■ Tarefas
(a) Extraia da matéria sobre Aline Calixto o trecho que vai de "No álbum, Aline" até "dois primeiros discos.", incluindo este último.
(b) Responda com base na matéria sobre Aline Calixto:
(i) A que site a cantora deu a entrevista?
(ii) Em que estado a cantora está radicada?
(iii) Como se chama o álbum mais recente dela?

■ Trecho da página
_____

Aline Calixto lança “Meu Ziriguidum” e, com samba no pé, exige mais liberdade: “Mulher não é objeto, não estamos aqui para seguir determinados padrões”


Em entrevista ao site HT, a cantora fala sobre feminismo, mergulhar de cabeça em um projeto independente, unir o sangue novo com a antiga geração do samba e a liberdade de expressão acima de tudo

“O corpo é seu, você usa o que quiser. Você vai aonde quiser, e anda com quem acha que tem a ver com você”. É assim que Aline Calixto explica, durante entrevista exclusiva ao HT, a força e o significado da música que dá título ao seu mais recente álbum, “Meu Ziriguidum”. No projeto, a cantora carioca radicada em Minas Gerais mergulha de cabeça em um processo criativo que, de acordo com a própria, proporciona “ao mesmo tempo, o frescor dos artistas jovens e o respaldo dos ícones”.

No álbum, Aline conta com colaborações que vão de Zeca Pagodinho e Arlindo Cruz a Emicida e Tiago Delegado. Toda uma miscelânea de nomes que, como ela conta, “são extremamente profissionais e, ao mesmo tempo, amigos”, o que criou o clima perfeito para que ela se envolvesse 100% no trabalho, tirasse composições próprias do armário, unindo a experiência e a influência que seu nome adquiriu ao longo de seus dois primeiros discos.

_____

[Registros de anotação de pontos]
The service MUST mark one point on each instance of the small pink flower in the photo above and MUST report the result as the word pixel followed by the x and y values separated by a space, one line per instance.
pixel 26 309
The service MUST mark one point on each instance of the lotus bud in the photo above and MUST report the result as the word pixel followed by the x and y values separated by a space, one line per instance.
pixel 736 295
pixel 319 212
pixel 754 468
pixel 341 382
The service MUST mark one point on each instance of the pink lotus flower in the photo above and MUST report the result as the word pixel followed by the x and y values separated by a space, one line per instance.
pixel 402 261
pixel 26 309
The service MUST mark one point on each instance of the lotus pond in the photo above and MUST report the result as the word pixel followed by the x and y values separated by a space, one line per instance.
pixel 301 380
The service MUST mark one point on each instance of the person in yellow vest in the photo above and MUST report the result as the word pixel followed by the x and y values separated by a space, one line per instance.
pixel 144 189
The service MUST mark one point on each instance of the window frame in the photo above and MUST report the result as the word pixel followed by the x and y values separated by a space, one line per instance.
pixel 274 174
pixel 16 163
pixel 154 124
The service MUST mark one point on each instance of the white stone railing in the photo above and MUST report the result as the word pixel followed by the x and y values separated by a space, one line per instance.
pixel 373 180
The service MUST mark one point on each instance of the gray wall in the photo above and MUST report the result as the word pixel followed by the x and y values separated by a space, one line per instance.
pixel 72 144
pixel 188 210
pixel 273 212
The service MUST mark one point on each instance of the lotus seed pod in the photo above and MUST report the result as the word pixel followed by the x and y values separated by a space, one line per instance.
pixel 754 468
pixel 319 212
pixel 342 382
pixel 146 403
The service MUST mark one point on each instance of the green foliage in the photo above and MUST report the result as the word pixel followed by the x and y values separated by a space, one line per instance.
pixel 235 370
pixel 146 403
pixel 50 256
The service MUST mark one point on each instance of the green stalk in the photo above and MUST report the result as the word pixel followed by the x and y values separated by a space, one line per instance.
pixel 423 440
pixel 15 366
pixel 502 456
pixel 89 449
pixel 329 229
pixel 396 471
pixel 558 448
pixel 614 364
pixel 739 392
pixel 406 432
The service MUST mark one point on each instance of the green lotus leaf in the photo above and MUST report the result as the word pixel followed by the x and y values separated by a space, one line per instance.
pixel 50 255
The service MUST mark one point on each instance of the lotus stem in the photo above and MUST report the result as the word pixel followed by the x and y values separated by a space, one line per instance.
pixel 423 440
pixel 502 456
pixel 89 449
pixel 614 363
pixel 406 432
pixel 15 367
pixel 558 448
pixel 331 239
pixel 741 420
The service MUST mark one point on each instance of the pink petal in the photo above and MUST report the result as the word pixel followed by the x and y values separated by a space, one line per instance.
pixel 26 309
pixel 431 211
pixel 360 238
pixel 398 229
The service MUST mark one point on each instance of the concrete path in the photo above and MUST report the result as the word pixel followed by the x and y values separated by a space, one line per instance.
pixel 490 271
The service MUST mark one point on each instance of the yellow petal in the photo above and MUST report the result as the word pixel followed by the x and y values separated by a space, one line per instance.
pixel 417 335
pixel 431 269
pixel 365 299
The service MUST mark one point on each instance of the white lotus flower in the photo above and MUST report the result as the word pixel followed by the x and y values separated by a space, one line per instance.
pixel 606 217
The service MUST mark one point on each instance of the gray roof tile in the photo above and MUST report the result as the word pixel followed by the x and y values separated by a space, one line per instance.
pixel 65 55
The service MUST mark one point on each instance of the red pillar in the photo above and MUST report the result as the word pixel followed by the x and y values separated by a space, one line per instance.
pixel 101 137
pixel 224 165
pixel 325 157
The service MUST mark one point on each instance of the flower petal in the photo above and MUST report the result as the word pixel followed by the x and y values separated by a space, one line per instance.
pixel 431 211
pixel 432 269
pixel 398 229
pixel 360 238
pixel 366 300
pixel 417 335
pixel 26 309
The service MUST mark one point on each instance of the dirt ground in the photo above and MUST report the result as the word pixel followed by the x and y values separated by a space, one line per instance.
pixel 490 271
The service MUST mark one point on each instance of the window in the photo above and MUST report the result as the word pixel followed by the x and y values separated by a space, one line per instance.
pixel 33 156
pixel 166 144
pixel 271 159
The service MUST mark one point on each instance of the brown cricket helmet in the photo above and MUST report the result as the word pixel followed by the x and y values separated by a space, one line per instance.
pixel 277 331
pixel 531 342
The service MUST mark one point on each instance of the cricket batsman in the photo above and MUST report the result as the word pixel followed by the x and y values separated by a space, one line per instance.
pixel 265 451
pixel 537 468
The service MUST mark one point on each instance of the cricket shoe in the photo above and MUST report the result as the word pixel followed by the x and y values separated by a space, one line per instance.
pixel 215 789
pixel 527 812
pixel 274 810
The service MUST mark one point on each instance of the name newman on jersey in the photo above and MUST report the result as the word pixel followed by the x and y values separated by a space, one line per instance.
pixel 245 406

_____

■ Respostas escritas
(a)
No álbum, Aline conta com colaborações que vão de Zeca Pagodinho e Arlindo Cruz a Emicida e Tiago Delegado. Toda uma miscelânea de nomes que, como ela conta, “são extremamente profissionais e, ao mesmo tempo, amigos”, o que criou o clima perfeito para que ela se envolvesse 100% no trabalho, tirasse composições próprias do armário, unindo a experiência e a influência que seu nome adquiriu ao longo de seus dois primeiros discos.

(b)
(i) Ao site HT.
(ii) Em Minas Gerais.
(iii) "Meu Ziriguidum".